Il faut arrêter d'utiliser le terme "pervers narcissique" à tout bout de champ !
Le pervers narcissique est-il devenu le croque-mitaine amoureux de notre génération ? Depuis son apparition dans les médias il y a quelques années, il est utilisé à toutes les sauces par des femmes comme par des hommes, pour qualifier les personnes qui leur ont fait du mal. A tel point que certains ont oublié ce que cette expression signifiait.
"Mon ex, c'était un véritable pervers narcissique." Cette expression, vous l'avez sûrement lue ou entendue à plus d'une reprise, tant elle s'est répandue au fil des années. Le pervers narcissique est devenu le grand méchant des relations amoureuses ou personnelles, l'appellation commune pour les personnes dont l'attitude toxique nous a fait du mal.
Un pervers narcissique, c'est quoi ?
Evoqué dans la plupart des magazines féminins, les pervers narcissiques sont souvent décrits comme des "vampires affectifs", des personnes qui apparaissent de prime abord comme des séducteurs pour ensuite rendre infernale la vie de leur proie, tout en faisant en sorte que leur victime passe pour une personne folle, dépressive ou paranoïaque. Une définition au final assez floue, qui peut correspondre à tout type de comportements, du menteur à l'infidèle, en passant par la méchanceté... Et qui est assez loin de la notion historique, évoquée par le psychiatre et psychanalyste Paul-Claude Racamier, qui affirmait en 1986 : "Le mouvement pervers narcissique se définit essentiellement comme une façon organisée de se défendre de toute douleur et contradiction internes et de les expulser pour les faire couver ailleurs, tout en se survalorisant, tout cela aux dépens d’autrui."

◆ **Activité**: Dans l'extrait sur le pervers narcissique, comment la plupart des magazines féminins décrivent-ils souvent les pervers narcissiques ?

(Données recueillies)
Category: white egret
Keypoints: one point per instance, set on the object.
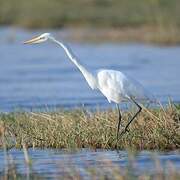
(114, 85)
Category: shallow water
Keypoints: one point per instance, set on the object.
(34, 77)
(51, 163)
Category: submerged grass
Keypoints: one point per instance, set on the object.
(153, 129)
(104, 170)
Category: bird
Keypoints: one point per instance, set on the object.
(116, 86)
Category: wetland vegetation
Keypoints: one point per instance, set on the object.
(153, 129)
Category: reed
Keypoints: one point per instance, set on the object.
(153, 129)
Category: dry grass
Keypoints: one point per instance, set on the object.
(153, 129)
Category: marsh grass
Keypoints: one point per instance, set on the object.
(153, 129)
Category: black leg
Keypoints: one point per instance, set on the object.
(139, 110)
(119, 121)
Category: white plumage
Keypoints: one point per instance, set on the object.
(114, 85)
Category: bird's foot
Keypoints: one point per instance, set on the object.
(124, 131)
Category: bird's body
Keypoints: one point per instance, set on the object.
(114, 85)
(118, 87)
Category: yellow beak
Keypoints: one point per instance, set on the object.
(32, 41)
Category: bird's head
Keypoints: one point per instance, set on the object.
(42, 38)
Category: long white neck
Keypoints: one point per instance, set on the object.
(92, 81)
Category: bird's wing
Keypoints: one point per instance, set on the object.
(127, 86)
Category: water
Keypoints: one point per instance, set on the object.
(51, 163)
(41, 76)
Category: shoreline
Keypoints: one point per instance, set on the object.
(153, 129)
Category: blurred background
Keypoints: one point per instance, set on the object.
(140, 38)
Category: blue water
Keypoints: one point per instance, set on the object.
(50, 163)
(41, 76)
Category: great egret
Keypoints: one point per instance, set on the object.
(114, 85)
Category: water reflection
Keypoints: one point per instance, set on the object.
(41, 76)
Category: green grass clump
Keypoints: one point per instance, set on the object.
(153, 129)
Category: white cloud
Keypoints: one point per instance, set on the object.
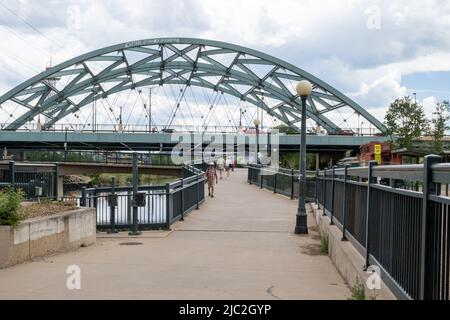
(429, 106)
(381, 91)
(328, 38)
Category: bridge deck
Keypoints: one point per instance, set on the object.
(239, 245)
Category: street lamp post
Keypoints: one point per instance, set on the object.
(257, 122)
(65, 143)
(304, 89)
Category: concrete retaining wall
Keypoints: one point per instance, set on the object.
(348, 261)
(45, 236)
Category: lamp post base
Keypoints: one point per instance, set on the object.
(301, 227)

◆ **Réponse attendue**: Comme des « vampires affectifs ».